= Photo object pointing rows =
— start —

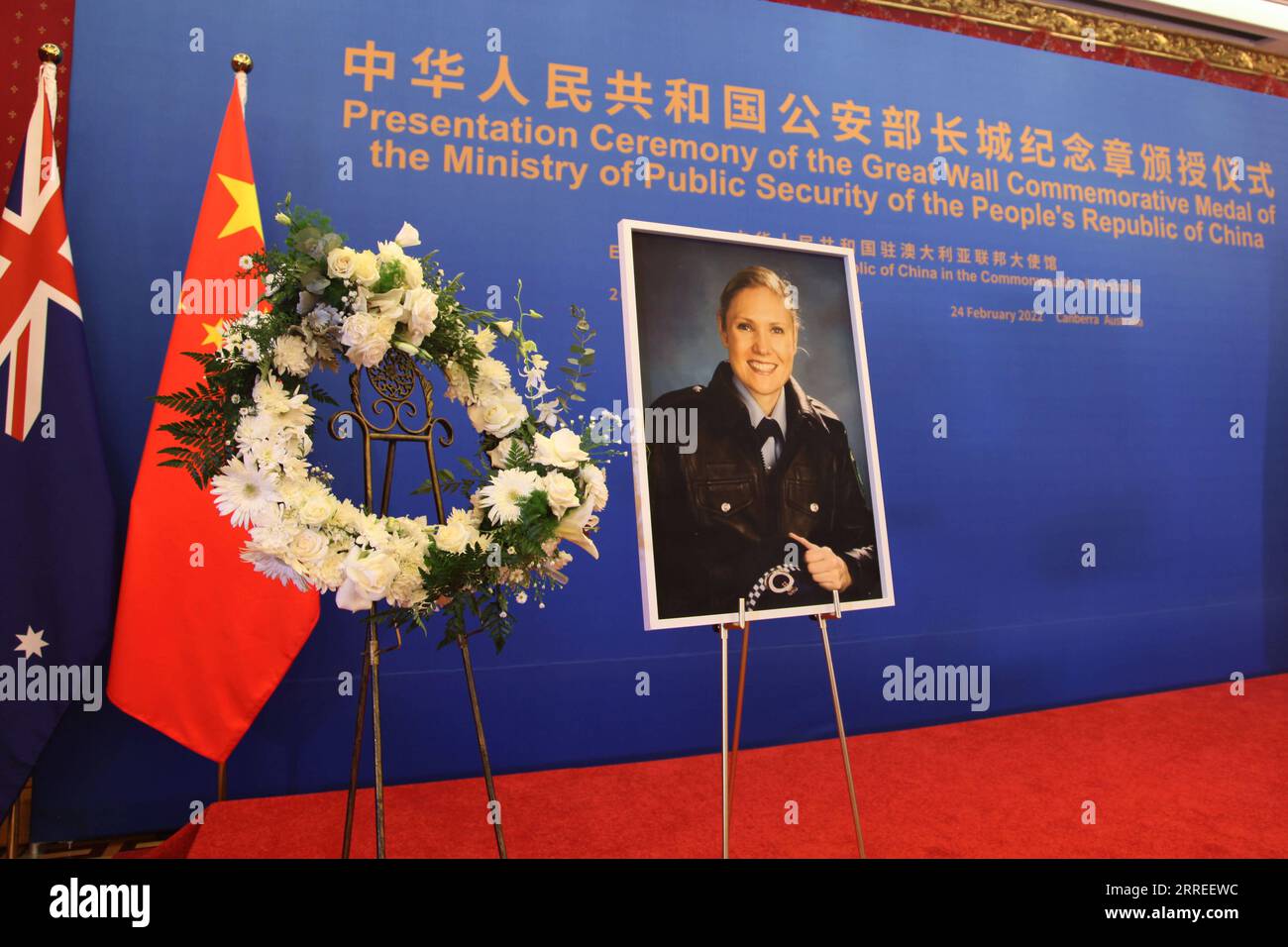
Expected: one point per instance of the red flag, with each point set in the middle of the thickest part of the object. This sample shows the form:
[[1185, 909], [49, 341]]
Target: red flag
[[201, 639]]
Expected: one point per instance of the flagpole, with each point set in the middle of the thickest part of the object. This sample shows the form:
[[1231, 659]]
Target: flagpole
[[243, 64], [51, 55], [12, 851]]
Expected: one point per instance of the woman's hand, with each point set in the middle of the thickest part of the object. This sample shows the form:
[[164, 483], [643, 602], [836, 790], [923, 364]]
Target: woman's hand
[[824, 566]]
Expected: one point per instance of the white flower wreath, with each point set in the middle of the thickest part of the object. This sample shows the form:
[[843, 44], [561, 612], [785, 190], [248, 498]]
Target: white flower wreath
[[248, 434]]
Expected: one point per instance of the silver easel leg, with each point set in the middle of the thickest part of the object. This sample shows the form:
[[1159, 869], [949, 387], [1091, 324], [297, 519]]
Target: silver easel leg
[[724, 740], [478, 731], [840, 732], [357, 757], [374, 659]]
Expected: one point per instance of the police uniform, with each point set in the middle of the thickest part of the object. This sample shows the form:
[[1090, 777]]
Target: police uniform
[[721, 519]]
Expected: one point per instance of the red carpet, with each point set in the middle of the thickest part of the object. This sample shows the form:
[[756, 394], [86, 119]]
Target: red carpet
[[1193, 774]]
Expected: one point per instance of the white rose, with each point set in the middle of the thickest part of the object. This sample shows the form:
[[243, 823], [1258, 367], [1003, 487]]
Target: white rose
[[387, 303], [348, 517], [498, 415], [330, 571], [309, 547], [368, 338], [366, 268], [420, 311], [562, 449], [561, 492], [342, 262], [458, 384], [458, 534], [413, 274], [317, 509], [493, 376], [500, 453], [407, 236], [368, 578], [290, 357], [596, 488], [389, 252]]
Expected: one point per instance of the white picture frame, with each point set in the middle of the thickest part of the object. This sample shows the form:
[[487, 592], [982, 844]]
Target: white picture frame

— end —

Copy every row above word for word, leaving out the pictures.

= Final result =
Expected: one point per instance of the red flag, with each point set in the middle of the thickest part of the object. This sample shows the form:
[[1185, 909], [49, 341]]
Target: red flag
[[201, 639]]
Expected: one point per instance of the flagpole, with each point set in the middle of the thickest part of the object. This sample shows the form:
[[1231, 659]]
Target: flagpole
[[243, 64], [51, 55], [12, 851]]
Expected: one point per instance of the woman's hand, with each point set in the middle of the thickest part of the object. This sample shows the form:
[[164, 483], [643, 602], [836, 790], [923, 364]]
Target: woman's hand
[[824, 566]]
Expected: one point per instance of the white flower wreath, with each point set in the middle of the thickest part of the object. This sample shows the form:
[[843, 44], [561, 612], [785, 190], [248, 498]]
Target: white flower wreath
[[248, 434]]
Expected: one point per instance of the silver easel leg, with each point set in the middle of the thickest part of the object. This sample shows the form:
[[1159, 869], [949, 387], [1091, 324], [297, 519]]
Target: silver easel leg
[[724, 740], [478, 731], [840, 732], [357, 757], [374, 659]]
Expected: one point per instance of the police uniform, with each point set in the middle of the thickest part of the object. This sample shows the form:
[[1090, 777]]
Target: police uniform
[[721, 519]]
Expected: one point per instance of the red carpet, with each point set in the middle of the thickest part of the object. This sample shows the form:
[[756, 394], [86, 119]]
Target: red carpet
[[1193, 774]]
Expected: one point per instance of the white rose, with each point set in the middle of the thickest part of the object. This sample shows the form:
[[243, 823], [1258, 367], [1003, 487]]
Target: white rose
[[387, 303], [348, 517], [498, 415], [330, 571], [309, 547], [368, 338], [366, 268], [420, 311], [562, 449], [561, 492], [342, 262], [458, 384], [458, 534], [413, 274], [317, 509], [493, 376], [500, 453], [407, 236], [368, 578], [290, 357], [596, 488], [389, 252]]
Expected: one point per instance of the white picture frame, with each point set in the middle of the thickest part of the object. This sample shows the form:
[[487, 592], [982, 844]]
Target: white picture frame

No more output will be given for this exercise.